Fonseca vs ADF: Basel Final Recap
the signal in misses — fate and forehand setups — physical development timelines
Joao Fonseca defeated Alejandro Davidovich Fokina in the final of the Swiss Indoors ATP 500 on Sunday to clinch his second title of the year (Argentina Open). The win also catapults the teen into the top 25 of the ATP race to Turin.
This match was one-way traffic from the very first point when Fonseca hit a serve and +1 forehand winner. Known for a degree of bludgeoning power that defies his puppy physique and face, Fonseca has always shown interest in the finer parts of the game — blocked returns, backhand slice, drop shots and volleys — and put them to good use early on:
Back when I first wrote about Fonseca, I gushed over the forehand of course, but also pointed out that the tour had seen plenty of dangerous forehands in the last 10 years (Tsitsipas, Berrettini, Rublev, FAA, Ruud, Dimitrov, etc.,) who nevertheless failed to dent the grand slam hopes of the establishment, largely because their backhands were not cut from the same cloth.
Fonseca, despite below average backhand ratings in 2025, will have a backhand that can hang with the best. He has always had the ability to go both ways with that shot, and despite the youngster missing often, I’ve always contended that there is signal in missing; data ignores it, but the eye test does not.
Those who got to bear witness knew way back in Australia:
Yoshihito Nishioka: “Fonseca is so amazing. This level of perfection is so amazing. He will definitely win the tour this year. He will finish in the top 30. This is the ultimate example of modern tennis. Almost all of the balls he hit were better than Rublev’s.”

SUPPLIED MATERIAL —
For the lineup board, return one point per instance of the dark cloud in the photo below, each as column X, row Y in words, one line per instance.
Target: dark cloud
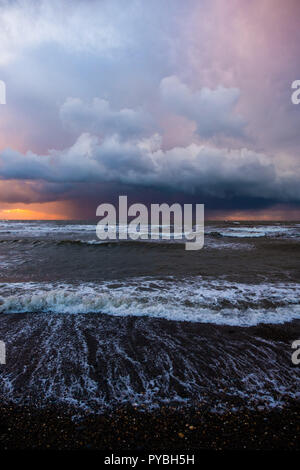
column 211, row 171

REQUEST — Decide whether each statement agrees with the Basel final recap above, answering yes or no and quoting the words of the recap that settle it. (a) The Basel win gave Fonseca his second title of the year. (b) Fonseca's backhand ratings in 2025 were above average. (c) The match began with Fonseca hitting a serve and +1 forehand winner.

FULL RESPONSE —
(a) Yes: "to clinch his second title of the year"
(b) No: "despite below average backhand ratings in 2025"
(c) Yes: "from the very first point when Fonseca hit a serve and +1 forehand winner"